» **Extrait de page**
"""

Interview exclusive d'Angela Gheorghiu, soprano, à propos des divas et de la vie d’artiste.

Qu’est-ce pour vous qu’une diva ?

Et que recouvre cette notion pour vous ?

Dites-le moi !

Non, j’ai envie de l’entendre de votre bouche.

D’après le dictionnaire, le mot vient du latin et signifie « déesse » ...

Quoi ! Moi ! (Rire). Il y a des années, quelqu’un a prononcé ce mot en parlant de moi, j’adore ça. C’est une question d’aura, on est différent des autres « divines », et ça vient bien de « diva ». Je suis cantatrice. Je ne peux pas être comme tout le monde.

Vous aimez vraiment qu’on vous appelle « diva » ?

Et comment ! La musique, le théâtre n’existeraient pas sans divas. Le public a besoin de divas, de gens qui soient différents d’eux. Sinon nous serions tous pareils, laminés comme sous un régime communiste, quelle horreur !…

Walter Legge, qui produisait la Callas pour EMI, pensait qu’une diva était quelqu’un « d’une ambition démesurée, d’un égocentrisme maniaque et d’une soif de gloire inextinguible ».

"""

» **Données fournies**
"""

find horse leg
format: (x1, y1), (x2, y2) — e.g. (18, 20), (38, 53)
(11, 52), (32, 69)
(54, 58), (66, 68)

"""

» **Consigne**
Reprenez l'entretien avec Angela Gheorghiu sur les divas et poursuivez-le après sa dernière phrase.

» **Réponse**
Pauvre homme ! Il n’a rien compris. Il ne sait pas ce que c’est qu’un artiste. Il n’a rien vu d’autre que le travail. Il existe des artistes nés et des artistes arrivés. On l’est ou on ne l’est pas. Moi j’en suis une.

Vous avez grandi en Roumanie, dans un régime communiste ne tolérant pas la starisation.

Je n’aime pas beaucoup en parler. C’était une situation politique difficile ; tout était très compliqué. En bref, il n’y avait rien à acheter, les hivers étaient très froids, mais nous avons eu une bonne vie, avec une bonne ambiance. Et nous avons bénéficié d’une excellente formation.

Votre art vous a été enseigné dans une de ces écoles de musique spécialisées, à Bucarest, une véritable caserne comme on n’en trouvait que dans les pays socialistes.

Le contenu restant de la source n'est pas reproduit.